(Labeled region records)
--------------------------------

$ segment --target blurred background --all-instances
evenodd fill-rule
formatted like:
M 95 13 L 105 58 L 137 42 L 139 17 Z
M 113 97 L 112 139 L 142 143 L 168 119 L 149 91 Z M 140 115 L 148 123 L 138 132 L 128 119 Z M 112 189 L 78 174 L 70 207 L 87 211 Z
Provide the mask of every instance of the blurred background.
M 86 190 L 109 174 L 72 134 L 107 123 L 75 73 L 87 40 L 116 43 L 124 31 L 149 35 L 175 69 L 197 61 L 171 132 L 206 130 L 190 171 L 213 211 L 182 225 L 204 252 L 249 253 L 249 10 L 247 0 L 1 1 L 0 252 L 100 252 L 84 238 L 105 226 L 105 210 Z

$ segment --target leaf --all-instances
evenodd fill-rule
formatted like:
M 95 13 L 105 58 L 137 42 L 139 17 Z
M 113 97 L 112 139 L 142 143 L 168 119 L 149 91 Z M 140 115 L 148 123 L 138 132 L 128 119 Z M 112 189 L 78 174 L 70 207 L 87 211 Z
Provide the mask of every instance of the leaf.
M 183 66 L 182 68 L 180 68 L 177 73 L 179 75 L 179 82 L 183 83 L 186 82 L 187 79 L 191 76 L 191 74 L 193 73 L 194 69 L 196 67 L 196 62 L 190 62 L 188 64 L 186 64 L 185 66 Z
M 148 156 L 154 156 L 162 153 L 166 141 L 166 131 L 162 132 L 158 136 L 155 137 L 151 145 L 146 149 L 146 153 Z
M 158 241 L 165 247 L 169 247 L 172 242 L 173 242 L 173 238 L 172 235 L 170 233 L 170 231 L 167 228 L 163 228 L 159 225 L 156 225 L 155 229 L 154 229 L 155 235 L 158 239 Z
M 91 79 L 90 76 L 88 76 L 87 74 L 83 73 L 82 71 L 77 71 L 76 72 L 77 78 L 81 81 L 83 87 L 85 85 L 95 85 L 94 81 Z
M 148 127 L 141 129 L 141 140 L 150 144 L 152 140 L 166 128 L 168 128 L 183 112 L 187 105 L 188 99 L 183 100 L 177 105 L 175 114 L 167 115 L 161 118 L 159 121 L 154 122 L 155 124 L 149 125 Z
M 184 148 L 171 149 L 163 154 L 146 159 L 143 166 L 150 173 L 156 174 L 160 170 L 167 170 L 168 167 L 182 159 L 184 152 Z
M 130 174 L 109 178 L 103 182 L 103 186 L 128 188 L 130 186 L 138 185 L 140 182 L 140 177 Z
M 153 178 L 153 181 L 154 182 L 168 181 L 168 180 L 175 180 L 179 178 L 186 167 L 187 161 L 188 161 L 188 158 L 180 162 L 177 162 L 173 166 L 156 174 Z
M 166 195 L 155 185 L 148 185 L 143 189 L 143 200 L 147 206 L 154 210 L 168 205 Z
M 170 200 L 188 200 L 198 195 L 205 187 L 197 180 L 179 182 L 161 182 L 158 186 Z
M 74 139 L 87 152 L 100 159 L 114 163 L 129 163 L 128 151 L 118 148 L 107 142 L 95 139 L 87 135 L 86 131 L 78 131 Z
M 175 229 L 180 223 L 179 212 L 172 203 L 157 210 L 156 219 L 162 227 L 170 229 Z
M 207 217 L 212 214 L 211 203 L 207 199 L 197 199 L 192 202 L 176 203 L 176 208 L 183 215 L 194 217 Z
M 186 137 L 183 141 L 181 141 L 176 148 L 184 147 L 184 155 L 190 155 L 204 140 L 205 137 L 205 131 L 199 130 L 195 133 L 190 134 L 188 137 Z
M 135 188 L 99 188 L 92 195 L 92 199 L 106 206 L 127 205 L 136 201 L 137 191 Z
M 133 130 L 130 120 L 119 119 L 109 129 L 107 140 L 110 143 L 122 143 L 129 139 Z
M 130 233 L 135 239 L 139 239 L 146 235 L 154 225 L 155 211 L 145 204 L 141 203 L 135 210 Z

--------------------------------

Lay out the lines above as a JSON list of strings with one string per line, omitting blank lines.

Response:
[
  "$ segment --target blurred background --all-instances",
  "evenodd fill-rule",
  "formatted like:",
  "M 95 13 L 105 58 L 137 42 L 139 17 Z",
  "M 113 97 L 112 139 L 142 143 L 168 119 L 149 91 Z M 140 115 L 148 123 L 138 132 L 128 119 Z M 112 189 L 78 174 L 70 207 L 87 211 Z",
  "Provide the mask of every instance of the blurred background.",
  "M 86 190 L 109 174 L 72 134 L 107 123 L 75 73 L 87 40 L 116 43 L 124 31 L 149 35 L 175 69 L 197 61 L 171 132 L 206 130 L 190 171 L 213 211 L 182 225 L 204 252 L 249 253 L 249 10 L 247 0 L 1 1 L 0 252 L 100 252 L 84 238 L 105 226 L 105 210 Z",
  "$ segment --target leaf --all-instances",
  "evenodd fill-rule",
  "formatted like:",
  "M 95 13 L 105 58 L 137 42 L 139 17 Z",
  "M 113 97 L 112 139 L 142 143 L 168 119 L 149 91 Z M 140 115 L 148 123 L 138 132 L 128 119 Z M 112 189 L 78 174 L 70 207 L 87 211 Z",
  "Provide the mask of every instance of the leaf.",
  "M 183 66 L 182 68 L 180 68 L 177 73 L 179 75 L 179 82 L 183 83 L 186 82 L 187 79 L 191 76 L 191 74 L 193 73 L 194 69 L 196 67 L 196 62 L 190 62 L 188 64 L 186 64 L 185 66 Z",
  "M 148 156 L 154 156 L 162 153 L 166 141 L 166 131 L 162 132 L 158 136 L 155 137 L 151 145 L 146 149 L 146 153 Z",
  "M 158 241 L 165 247 L 169 247 L 172 242 L 173 242 L 173 238 L 172 235 L 170 233 L 170 231 L 167 228 L 163 228 L 159 225 L 156 225 L 155 229 L 154 229 L 155 235 L 158 239 Z",
  "M 91 79 L 90 76 L 88 76 L 87 74 L 83 73 L 82 71 L 77 71 L 76 72 L 77 78 L 81 81 L 83 87 L 85 85 L 95 85 L 94 81 Z",
  "M 148 127 L 141 129 L 141 140 L 150 144 L 152 140 L 166 128 L 168 128 L 183 112 L 187 105 L 188 99 L 183 100 L 177 105 L 175 114 L 167 115 L 161 118 L 159 121 L 154 122 L 155 124 L 149 125 Z",
  "M 184 148 L 171 149 L 163 154 L 146 159 L 143 166 L 150 173 L 156 174 L 160 170 L 167 170 L 168 167 L 182 159 L 184 152 Z",
  "M 130 174 L 109 178 L 103 182 L 103 186 L 128 188 L 130 186 L 138 185 L 140 182 L 140 177 Z",
  "M 153 178 L 153 181 L 154 182 L 168 181 L 168 180 L 175 180 L 179 178 L 186 167 L 187 161 L 188 161 L 188 158 L 180 162 L 177 162 L 173 166 L 156 174 Z",
  "M 166 195 L 155 185 L 148 185 L 143 189 L 143 200 L 147 206 L 154 210 L 168 205 Z",
  "M 170 200 L 188 200 L 198 195 L 205 187 L 197 180 L 179 182 L 161 182 L 158 186 Z",
  "M 74 139 L 87 152 L 100 159 L 114 163 L 129 163 L 128 151 L 118 148 L 107 142 L 95 139 L 87 135 L 86 131 L 78 131 Z",
  "M 175 229 L 180 223 L 179 212 L 172 203 L 157 210 L 156 219 L 162 227 L 170 229 Z",
  "M 207 217 L 212 214 L 211 203 L 207 199 L 197 199 L 192 202 L 176 203 L 176 208 L 183 215 L 194 217 Z",
  "M 186 137 L 183 141 L 181 141 L 176 148 L 184 147 L 184 155 L 190 155 L 204 140 L 205 137 L 205 131 L 199 130 L 195 133 L 190 134 L 188 137 Z",
  "M 135 188 L 99 188 L 92 195 L 92 199 L 106 206 L 127 205 L 136 201 L 137 191 Z",
  "M 133 130 L 130 120 L 119 119 L 109 129 L 107 140 L 110 143 L 122 143 L 129 139 Z",
  "M 130 233 L 135 239 L 139 239 L 146 235 L 154 225 L 155 211 L 145 204 L 141 203 L 135 210 Z"
]